Stored items from a collection
--- --- ---

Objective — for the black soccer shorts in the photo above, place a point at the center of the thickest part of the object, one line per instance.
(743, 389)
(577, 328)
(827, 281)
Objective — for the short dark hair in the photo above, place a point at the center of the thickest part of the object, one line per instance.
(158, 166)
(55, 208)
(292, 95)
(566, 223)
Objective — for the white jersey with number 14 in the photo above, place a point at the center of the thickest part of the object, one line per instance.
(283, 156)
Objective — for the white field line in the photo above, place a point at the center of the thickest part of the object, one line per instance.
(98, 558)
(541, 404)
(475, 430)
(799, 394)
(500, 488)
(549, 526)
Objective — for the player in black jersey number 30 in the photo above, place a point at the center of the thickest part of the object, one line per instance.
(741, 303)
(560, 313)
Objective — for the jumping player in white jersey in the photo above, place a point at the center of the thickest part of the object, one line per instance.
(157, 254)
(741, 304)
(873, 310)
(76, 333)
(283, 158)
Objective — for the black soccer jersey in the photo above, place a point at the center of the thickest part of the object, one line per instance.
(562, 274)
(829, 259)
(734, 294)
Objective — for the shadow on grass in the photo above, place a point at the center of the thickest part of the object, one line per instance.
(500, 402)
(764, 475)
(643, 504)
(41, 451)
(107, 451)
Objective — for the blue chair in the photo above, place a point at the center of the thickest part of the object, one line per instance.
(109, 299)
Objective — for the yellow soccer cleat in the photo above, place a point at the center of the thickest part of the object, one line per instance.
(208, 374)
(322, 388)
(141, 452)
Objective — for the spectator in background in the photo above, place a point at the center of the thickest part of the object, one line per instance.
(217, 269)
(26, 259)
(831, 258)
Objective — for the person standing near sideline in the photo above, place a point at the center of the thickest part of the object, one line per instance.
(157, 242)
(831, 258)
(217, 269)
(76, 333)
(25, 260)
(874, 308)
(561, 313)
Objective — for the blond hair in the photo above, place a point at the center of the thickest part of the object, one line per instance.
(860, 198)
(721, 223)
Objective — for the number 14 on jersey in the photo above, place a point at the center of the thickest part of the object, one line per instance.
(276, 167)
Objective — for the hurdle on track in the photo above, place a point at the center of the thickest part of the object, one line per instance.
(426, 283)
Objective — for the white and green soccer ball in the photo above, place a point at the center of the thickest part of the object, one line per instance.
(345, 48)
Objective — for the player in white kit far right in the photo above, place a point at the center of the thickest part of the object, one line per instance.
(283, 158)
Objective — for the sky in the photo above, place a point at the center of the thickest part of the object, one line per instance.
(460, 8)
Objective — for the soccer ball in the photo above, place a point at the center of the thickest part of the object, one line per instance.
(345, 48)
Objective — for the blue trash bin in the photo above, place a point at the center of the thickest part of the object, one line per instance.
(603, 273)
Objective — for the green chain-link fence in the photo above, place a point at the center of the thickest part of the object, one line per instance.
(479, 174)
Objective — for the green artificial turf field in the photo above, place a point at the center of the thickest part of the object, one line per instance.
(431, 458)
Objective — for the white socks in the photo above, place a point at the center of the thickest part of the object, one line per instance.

--- --- ---

Goal
Reproduce the stretch from the line containing "Objective — for the green artificial" through the end of the records, requests included. Multiply every point coordinate in the answers by 1.15 and round each result to a whole number, with halves rounded up.

Result
Objective — for the green artificial turf field in the photo above, place a point at the center of the thickest part of the object, one line per instance.
(496, 527)
Objective — for the white socks in the photo above, place a point at the center of the thickest part of the object, one line per instance.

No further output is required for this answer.